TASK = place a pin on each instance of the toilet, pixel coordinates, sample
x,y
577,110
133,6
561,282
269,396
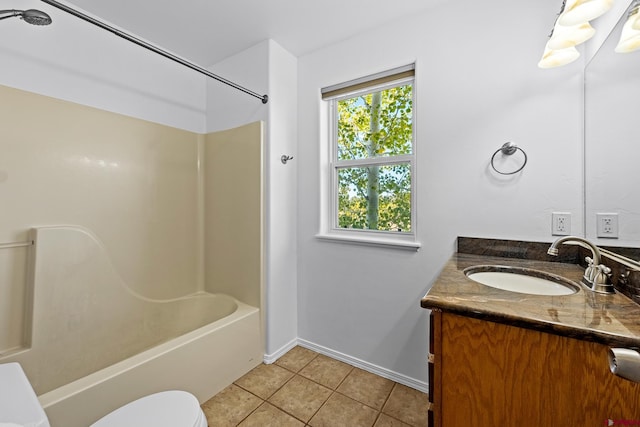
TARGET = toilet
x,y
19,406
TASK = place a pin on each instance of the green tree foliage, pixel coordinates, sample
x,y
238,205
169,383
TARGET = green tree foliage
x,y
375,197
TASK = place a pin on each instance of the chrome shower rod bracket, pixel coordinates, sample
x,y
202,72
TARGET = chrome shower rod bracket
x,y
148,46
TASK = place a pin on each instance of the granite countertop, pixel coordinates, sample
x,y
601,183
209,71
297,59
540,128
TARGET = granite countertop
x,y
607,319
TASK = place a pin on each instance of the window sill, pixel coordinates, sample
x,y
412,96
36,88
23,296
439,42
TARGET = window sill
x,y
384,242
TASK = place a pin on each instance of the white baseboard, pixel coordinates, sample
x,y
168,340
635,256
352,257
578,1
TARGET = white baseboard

—————

Exercise requirements:
What is needed is a copy of every line above in which "white" appears.

Exercise response:
TASK = place a pin on each instance of the white baseboard, pixel coordinates, sample
TARGET = white baseboard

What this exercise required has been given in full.